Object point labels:

┄┄┄┄┄┄┄┄┄┄┄┄┄┄┄┄┄┄┄┄

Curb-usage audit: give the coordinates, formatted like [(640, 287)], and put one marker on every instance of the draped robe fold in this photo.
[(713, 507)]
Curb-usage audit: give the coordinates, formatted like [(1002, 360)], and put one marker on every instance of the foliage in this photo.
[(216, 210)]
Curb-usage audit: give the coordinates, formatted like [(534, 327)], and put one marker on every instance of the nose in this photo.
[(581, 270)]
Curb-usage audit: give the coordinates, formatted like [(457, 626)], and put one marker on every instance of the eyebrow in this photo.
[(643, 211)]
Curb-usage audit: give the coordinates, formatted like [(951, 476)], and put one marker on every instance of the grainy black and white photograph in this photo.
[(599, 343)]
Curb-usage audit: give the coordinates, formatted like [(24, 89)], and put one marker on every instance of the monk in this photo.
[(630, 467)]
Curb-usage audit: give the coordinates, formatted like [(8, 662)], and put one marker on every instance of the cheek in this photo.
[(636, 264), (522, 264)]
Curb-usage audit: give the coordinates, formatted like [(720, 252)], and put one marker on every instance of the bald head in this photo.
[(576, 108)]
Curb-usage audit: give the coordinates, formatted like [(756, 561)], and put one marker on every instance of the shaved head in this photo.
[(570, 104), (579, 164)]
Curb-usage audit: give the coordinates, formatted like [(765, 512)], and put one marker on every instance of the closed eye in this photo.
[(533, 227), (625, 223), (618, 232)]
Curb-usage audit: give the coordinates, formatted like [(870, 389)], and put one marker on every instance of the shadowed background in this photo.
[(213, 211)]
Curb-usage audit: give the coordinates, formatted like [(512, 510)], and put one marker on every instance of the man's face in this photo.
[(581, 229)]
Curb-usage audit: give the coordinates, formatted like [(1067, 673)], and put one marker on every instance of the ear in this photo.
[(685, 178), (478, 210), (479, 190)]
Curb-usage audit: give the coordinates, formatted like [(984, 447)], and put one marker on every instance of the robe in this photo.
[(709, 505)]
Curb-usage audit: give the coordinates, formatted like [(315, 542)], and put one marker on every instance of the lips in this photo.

┄┄┄┄┄┄┄┄┄┄┄┄┄┄┄┄┄┄┄┄

To do:
Copy every row above word for word, keeping the lines in their original order.

Task result:
Curb-usage audit: give the coordinates, formatted like [(640, 287)], and put one marker on every instance of the draped robe fold in this photo.
[(713, 507)]
Curb-usage audit: give the coordinates, formatted like [(1002, 360)], and put one marker on every instance of the foliage in this photo.
[(216, 210)]
Curb-usage audit: give the coordinates, formatted like [(534, 327)], and put one marker on every instance of the nose in this photo.
[(581, 270)]
Curb-usage audit: give the coordinates, formatted like [(457, 626)], and put one marker on every instance of the eyebrow in this photo.
[(643, 211)]
Curb-usage audit: give the coordinates, formatted like [(951, 476)], and put one marker on every instance of the grainy black and white photograph in this photo.
[(599, 343)]
Curb-usage audit: give the coordinates, formatted like [(24, 89)], and put one marker on every instance of the monk in this photo.
[(630, 467)]
Curb-usage audit: give the coordinates, formatted like [(8, 662)], and put one marker on every instance of the cheek in this photo.
[(636, 264), (522, 264)]
Curb-usage audit: give the coordinates, formatted like [(720, 252)], and put one marker on every instance of the bald head in this photo.
[(576, 108)]
Curb-usage audit: give the coordinates, formatted like [(756, 561)], and put one marker on every instance of the shaved head in this photo.
[(570, 104), (579, 164)]
Curb-usage audit: give the coordinates, formatted like [(765, 512)], and put one marker on every instance of the closed eye in this photo.
[(533, 227), (625, 223), (618, 232)]
Curb-usage audit: give the coordinates, formatted like [(870, 389)], and put one marker on every instance of the shadowed background in this photo.
[(213, 211)]
Curb-usage audit: give the coordinates, formatted like [(512, 510)], and put one marker on every instance of the man's face in this photo.
[(581, 229)]
Curb-usage audit: give the coordinates, formatted like [(1067, 673)], and put one marker on every instance of the ear in this photo.
[(685, 178), (478, 210), (479, 190)]
Curb-usage audit: give the coordinates, formatted like [(984, 447)], and put one marker on every instance of the robe in this photo.
[(709, 505)]
Curb-usage audit: give the coordinates, formatted like [(315, 542)], and put one marker on every instance of the lips in this photo.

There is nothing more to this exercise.